→ Directive
Copy every item below word for word, leaving the pictures out of your copy.

— START Given entries —

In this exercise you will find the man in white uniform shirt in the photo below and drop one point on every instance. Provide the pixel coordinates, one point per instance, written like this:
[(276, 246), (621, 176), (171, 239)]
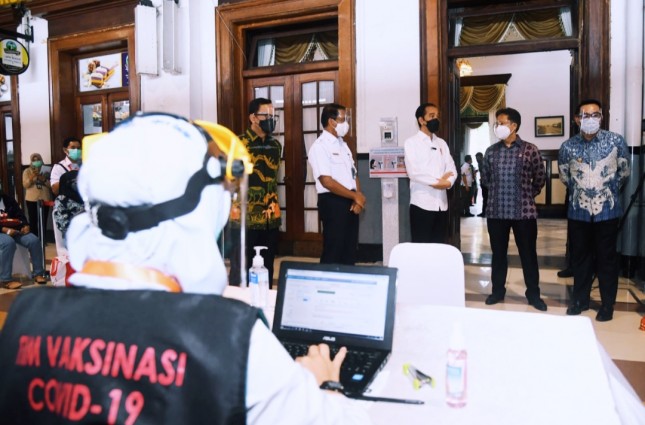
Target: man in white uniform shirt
[(432, 172), (339, 197)]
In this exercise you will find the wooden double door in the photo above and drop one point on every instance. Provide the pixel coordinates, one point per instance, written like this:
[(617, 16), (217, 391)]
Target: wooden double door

— END Given entries —

→ Answer
In this exercise you will find the man in white uniform shirt in the photo below and drop one point on every instance. Provide the pixel coordinates, one point per instance, written like this:
[(276, 246), (621, 176), (171, 239)]
Target: man in white uniform shirt
[(432, 172), (339, 197)]
In this exercise you will find the wooden double door in the photo above and drop one point on every instance. Provide the pixel coordinates, one point per instance, written like this:
[(617, 16), (217, 391)]
Target: wooden double door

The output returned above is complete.